#### [TASK TO CARRY OUT]
Going through the listing below, work out how many lines include "dark" and give that number by itself.

#### [DATASET ENTRIES]
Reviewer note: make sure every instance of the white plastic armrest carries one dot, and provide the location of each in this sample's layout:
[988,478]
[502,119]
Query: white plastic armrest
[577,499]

* * *

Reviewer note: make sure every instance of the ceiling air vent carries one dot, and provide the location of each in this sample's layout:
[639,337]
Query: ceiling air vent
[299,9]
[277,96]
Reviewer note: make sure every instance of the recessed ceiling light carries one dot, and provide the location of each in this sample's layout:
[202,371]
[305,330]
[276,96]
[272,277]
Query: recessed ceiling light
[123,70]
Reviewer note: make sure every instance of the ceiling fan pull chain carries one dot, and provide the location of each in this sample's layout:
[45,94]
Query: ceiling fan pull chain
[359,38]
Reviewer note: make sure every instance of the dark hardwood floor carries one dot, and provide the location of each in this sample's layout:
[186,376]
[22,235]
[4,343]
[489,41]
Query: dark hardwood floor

==

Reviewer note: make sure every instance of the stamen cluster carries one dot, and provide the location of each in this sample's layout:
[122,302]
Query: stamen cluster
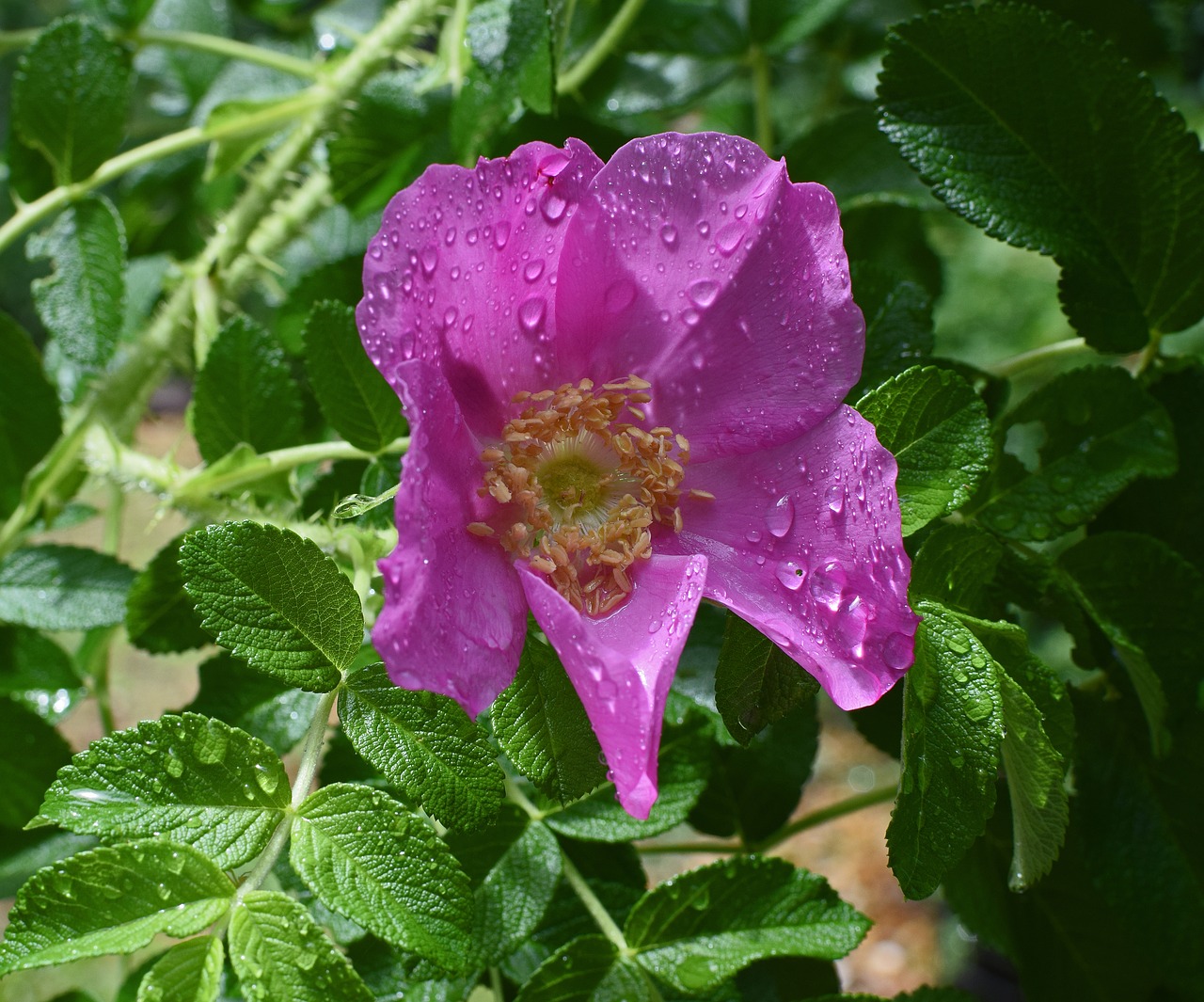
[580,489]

#### [SOLUTION FOR THIS EXERCISE]
2